• **Activity**
A verbatim reprint of the records below is what this exercise asks for.

*** Opening Dataset ***

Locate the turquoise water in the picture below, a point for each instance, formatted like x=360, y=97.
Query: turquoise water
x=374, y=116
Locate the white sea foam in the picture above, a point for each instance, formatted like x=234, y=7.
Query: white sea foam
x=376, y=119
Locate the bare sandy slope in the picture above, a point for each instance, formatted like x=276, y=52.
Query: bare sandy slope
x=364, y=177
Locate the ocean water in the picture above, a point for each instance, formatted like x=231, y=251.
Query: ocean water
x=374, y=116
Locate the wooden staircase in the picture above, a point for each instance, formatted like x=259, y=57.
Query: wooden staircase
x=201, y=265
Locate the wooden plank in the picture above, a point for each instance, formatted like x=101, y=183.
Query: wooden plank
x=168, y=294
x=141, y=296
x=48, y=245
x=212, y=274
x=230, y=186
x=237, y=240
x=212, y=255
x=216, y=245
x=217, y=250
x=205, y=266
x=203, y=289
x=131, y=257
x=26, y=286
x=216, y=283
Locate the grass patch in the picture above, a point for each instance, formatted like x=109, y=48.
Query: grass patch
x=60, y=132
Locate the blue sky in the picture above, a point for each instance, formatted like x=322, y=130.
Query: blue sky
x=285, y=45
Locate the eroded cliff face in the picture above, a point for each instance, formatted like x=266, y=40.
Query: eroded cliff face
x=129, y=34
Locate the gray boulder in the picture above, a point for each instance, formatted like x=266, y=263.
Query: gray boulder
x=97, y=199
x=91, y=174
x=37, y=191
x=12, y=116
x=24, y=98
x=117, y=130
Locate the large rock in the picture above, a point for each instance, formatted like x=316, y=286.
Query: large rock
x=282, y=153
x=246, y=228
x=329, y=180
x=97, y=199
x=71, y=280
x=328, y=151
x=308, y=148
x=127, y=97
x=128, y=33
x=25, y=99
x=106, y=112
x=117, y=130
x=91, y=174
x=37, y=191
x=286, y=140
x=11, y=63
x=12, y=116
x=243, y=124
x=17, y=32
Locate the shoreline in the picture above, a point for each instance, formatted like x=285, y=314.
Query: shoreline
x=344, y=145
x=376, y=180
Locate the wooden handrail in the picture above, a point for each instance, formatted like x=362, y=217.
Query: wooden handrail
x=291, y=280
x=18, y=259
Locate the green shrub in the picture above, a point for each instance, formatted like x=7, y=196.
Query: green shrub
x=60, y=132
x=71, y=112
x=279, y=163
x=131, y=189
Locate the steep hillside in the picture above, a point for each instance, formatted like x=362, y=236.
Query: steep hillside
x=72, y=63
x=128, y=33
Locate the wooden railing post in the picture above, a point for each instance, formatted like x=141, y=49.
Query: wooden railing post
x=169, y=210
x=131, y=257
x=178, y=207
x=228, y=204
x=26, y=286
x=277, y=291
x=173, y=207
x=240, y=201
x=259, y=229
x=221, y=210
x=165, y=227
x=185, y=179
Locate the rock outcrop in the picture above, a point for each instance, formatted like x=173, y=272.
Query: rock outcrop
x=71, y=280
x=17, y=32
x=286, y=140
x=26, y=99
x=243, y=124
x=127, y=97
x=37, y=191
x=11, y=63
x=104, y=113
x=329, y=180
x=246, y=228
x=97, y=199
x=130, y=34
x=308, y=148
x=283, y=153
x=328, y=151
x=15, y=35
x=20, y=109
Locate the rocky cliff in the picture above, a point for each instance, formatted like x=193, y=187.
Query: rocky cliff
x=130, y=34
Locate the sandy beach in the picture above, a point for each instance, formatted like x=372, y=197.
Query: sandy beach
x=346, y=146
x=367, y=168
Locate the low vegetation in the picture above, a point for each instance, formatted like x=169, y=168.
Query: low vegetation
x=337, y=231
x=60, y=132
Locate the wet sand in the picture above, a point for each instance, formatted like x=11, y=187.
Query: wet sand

*** Closing Dataset ***

• **Your solution**
Locate the turquoise water in the picture below, a point for each instance, formatted like x=360, y=97.
Query: turquoise water
x=374, y=116
Locate the white sea foam in the picture above, a point for each instance, formatted like x=234, y=7.
Query: white sea foam
x=376, y=119
Locate the bare sandy slope in the picture above, a point for each instance, formatted like x=276, y=52.
Query: bare sandy slope
x=364, y=177
Locate the ocean water in the picture above, a point for each instance, formatted like x=231, y=251.
Query: ocean water
x=374, y=116
Locate the wooden staircase in the picture above, a point for each instance, formatted like x=259, y=57.
Query: wooden staircase
x=201, y=265
Locate the wooden plank in the picture above, a point for each instance, formatted like x=101, y=183.
Query: wooden plank
x=168, y=294
x=141, y=296
x=48, y=245
x=212, y=274
x=230, y=186
x=237, y=240
x=212, y=255
x=216, y=245
x=217, y=250
x=205, y=266
x=203, y=289
x=131, y=257
x=26, y=286
x=216, y=283
Locate the grass patch in the picture above, a point for each instance, formatted like x=109, y=48.
Query: grass patch
x=60, y=132
Locate the blue sky in the picture above, a point for each instance, formatted like x=322, y=130.
Query: blue sky
x=285, y=45
Locate the eroded cliff face in the picture above, a point for each instance, formatted like x=266, y=40.
Query: eroded cliff face
x=129, y=34
Locate the gray boulder in the picture above, a point for each instance, formatted like x=266, y=263.
Query: gray boulder
x=97, y=199
x=91, y=174
x=37, y=191
x=12, y=116
x=24, y=98
x=117, y=130
Locate the large rock in the picture above, a point for each instance, formatted like x=316, y=286.
Query: large rock
x=282, y=153
x=246, y=228
x=329, y=180
x=97, y=199
x=71, y=280
x=328, y=151
x=308, y=148
x=127, y=97
x=128, y=33
x=25, y=99
x=106, y=112
x=117, y=130
x=91, y=174
x=37, y=191
x=286, y=140
x=11, y=63
x=12, y=116
x=243, y=124
x=17, y=32
Locate the shoreline in the picture above, a point for each instance, formatted like x=285, y=314.
Query: shoreline
x=344, y=145
x=376, y=180
Locate the wooden handrail in the picture above, a point for each instance, formatted like x=362, y=217.
Query: wooden handrail
x=291, y=280
x=18, y=259
Locate the green shrub in the picture above, a point for each instance, formatted like x=7, y=196.
Query: green shrub
x=60, y=132
x=71, y=112
x=279, y=163
x=131, y=189
Locate the steep hillside in the picture above, a point for each instance, formatted like x=362, y=236.
Query: steep hillside
x=72, y=63
x=128, y=33
Locate the wooden railing post in the picture above, a point for each instance, formatted like x=141, y=49.
Query: wooden railing post
x=169, y=210
x=131, y=257
x=178, y=207
x=228, y=204
x=26, y=286
x=277, y=291
x=173, y=207
x=240, y=201
x=259, y=229
x=221, y=210
x=165, y=227
x=185, y=179
Locate the rock outcrop in the picture above, a point for each instance, formatted like x=173, y=272.
Query: rock outcrop
x=71, y=280
x=17, y=32
x=286, y=140
x=26, y=99
x=243, y=124
x=127, y=97
x=37, y=191
x=11, y=63
x=104, y=113
x=329, y=180
x=246, y=228
x=97, y=199
x=130, y=34
x=308, y=148
x=283, y=153
x=328, y=151
x=15, y=35
x=20, y=109
Locate the rocky cliff in the picture above, a point for each instance, formatted like x=193, y=187.
Query: rocky cliff
x=130, y=34
Locate the sandy beach in the picture above, a point for each instance, formatted like x=372, y=197.
Query: sandy beach
x=346, y=146
x=367, y=168
Locate the low vegetation in the picture above, a point for each instance, formatted like x=169, y=168.
Query: low vegetation
x=337, y=231
x=60, y=132
Locate the wet sand in the picture above, a point for each instance, formatted like x=11, y=187.
Query: wet sand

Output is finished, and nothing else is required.